==== Kutipan Sumber
Kabupaten Bireuen adalah salah satu kabupaten di Aceh, Indonesia. Kabupaten ini menjadi wilayah otonom sejak tahun 2000 sebagai hasil pemekaran dari Kabupaten Aceh Utara. Kabupaten ini terkenal dengan julukan kota juangnya, namun sempat menjadi salah satu basis utama Gerakan Aceh Merdeka. Semenjak diberlakukannya darurat militer sejak bulan Mei 2003, situasi di kabupaten ini berangsur-angsur mulai kembali normal, meski belum sepenuhnya. Kabupaten Bireuen juga terkenal dengan emping melinjonya yang khas dan keripik pisangnya.

Per 2004, Bireuen terdiri dari 10 kecamatan yaitu: Ganda Pura, Jangka, Jeumpa, Jeunieb, Juli, Makmur, Pandrah, Peudada, Peusangan dan Samalanga.
========
# Permintaan A:
Tuliskan ulang kata demi kata bagian dari teks tentang Kabupaten Bireuen, mulai dari "Kabupaten Bireuen adalah" dan berlanjut sampai "Peusangan dan Samalanga.".
# Permintaan B:
Menurut teks tentang Kabupaten Bireuen, sejak tahun berapa kabupaten itu menjadi wilayah otonom?
==== Daftar Baris
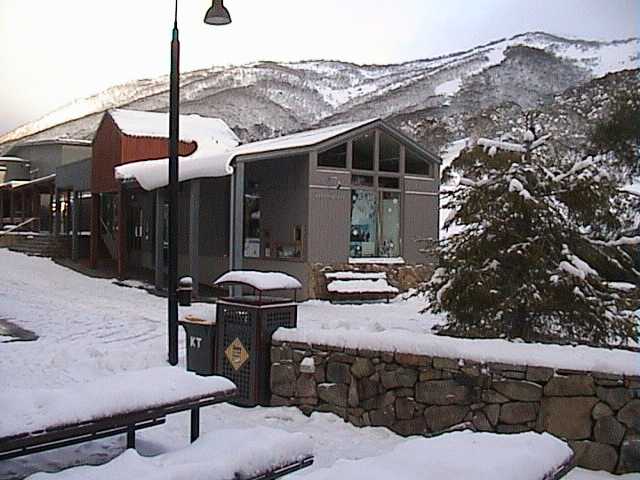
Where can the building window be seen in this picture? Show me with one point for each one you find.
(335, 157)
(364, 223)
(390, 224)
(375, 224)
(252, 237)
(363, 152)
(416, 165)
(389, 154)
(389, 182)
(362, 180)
========
==== Daftar Baris
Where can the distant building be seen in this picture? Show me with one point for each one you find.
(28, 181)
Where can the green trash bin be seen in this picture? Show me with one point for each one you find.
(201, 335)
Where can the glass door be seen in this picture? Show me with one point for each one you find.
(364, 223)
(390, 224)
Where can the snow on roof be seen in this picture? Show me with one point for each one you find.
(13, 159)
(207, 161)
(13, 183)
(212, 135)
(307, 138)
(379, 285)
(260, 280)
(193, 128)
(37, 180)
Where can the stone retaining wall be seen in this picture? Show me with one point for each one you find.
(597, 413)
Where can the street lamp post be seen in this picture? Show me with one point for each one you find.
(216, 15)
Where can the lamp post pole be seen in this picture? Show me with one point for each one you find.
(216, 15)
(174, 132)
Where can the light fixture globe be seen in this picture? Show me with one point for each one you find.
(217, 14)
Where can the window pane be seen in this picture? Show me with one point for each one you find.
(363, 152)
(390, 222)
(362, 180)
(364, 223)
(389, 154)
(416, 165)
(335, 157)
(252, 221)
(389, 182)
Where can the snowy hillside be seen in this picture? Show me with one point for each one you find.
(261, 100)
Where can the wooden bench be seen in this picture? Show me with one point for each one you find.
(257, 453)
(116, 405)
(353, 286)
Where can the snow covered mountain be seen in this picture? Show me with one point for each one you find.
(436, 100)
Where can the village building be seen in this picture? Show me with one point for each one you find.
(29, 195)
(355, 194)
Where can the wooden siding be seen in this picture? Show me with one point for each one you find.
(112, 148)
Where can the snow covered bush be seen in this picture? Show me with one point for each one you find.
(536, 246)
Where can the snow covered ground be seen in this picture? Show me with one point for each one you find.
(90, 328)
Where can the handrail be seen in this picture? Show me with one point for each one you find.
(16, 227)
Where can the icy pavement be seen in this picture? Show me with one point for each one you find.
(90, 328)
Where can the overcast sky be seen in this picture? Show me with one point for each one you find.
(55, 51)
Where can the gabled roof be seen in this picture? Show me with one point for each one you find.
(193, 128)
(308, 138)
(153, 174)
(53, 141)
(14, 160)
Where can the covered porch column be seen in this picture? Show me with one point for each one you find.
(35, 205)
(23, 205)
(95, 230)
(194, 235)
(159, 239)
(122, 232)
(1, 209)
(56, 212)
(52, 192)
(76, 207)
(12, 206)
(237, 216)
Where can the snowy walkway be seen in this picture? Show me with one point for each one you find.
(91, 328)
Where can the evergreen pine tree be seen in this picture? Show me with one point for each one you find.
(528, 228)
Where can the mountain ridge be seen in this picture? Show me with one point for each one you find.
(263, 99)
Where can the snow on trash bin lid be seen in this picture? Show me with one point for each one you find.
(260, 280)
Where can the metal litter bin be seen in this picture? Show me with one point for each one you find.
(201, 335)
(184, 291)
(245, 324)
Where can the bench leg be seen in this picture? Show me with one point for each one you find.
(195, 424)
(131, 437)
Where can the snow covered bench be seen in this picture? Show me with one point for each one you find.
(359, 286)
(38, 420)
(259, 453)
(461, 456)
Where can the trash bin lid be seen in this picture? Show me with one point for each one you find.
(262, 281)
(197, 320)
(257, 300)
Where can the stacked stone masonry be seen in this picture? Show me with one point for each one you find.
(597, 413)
========
==== Daftar Baris
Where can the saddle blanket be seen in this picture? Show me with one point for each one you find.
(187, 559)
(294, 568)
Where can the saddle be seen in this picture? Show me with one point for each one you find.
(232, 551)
========
# Jawaban Akhir A:
Kabupaten Bireuen adalah salah satu kabupaten di Aceh, Indonesia. Kabupaten ini menjadi wilayah otonom sejak tahun 2000 sebagai hasil pemekaran dari Kabupaten Aceh Utara. Kabupaten ini terkenal dengan julukan kota juangnya, namun sempat menjadi salah satu basis utama Gerakan Aceh Merdeka. Semenjak diberlakukannya darurat militer sejak bulan Mei 2003, situasi di kabupaten ini berangsur-angsur mulai kembali normal, meski belum sepenuhnya. Kabupaten Bireuen juga terkenal dengan emping melinjonya yang khas dan keripik pisangnya.

Per 2004, Bireuen terdiri dari 10 kecamatan yaitu: Ganda Pura, Jangka, Jeumpa, Jeunieb, Juli, Makmur, Pandrah, Peudada, Peusangan dan Samalanga.

# Jawaban Akhir B:
Kabupaten Bireuen menjadi wilayah otonom sejak tahun 2000.